**CHALLENGE:**
Rewrite the listing below with "single marker" changed to "single dot" and every other line left as it stands, omitting the pictures.

__________________________________________________

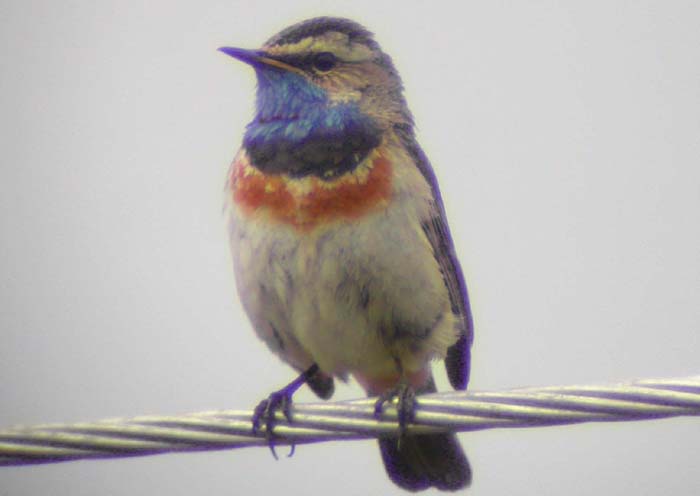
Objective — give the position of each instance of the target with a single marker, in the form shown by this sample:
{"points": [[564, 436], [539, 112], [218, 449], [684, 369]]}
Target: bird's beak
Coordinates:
{"points": [[258, 58]]}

__________________________________________________

**OUTPUT BELOW:**
Objective — give the position of each instance of the target with a single dot, in the form shown by this sample:
{"points": [[564, 436], [539, 112], [218, 449], [684, 369]]}
Target: bird's beak
Coordinates:
{"points": [[258, 58]]}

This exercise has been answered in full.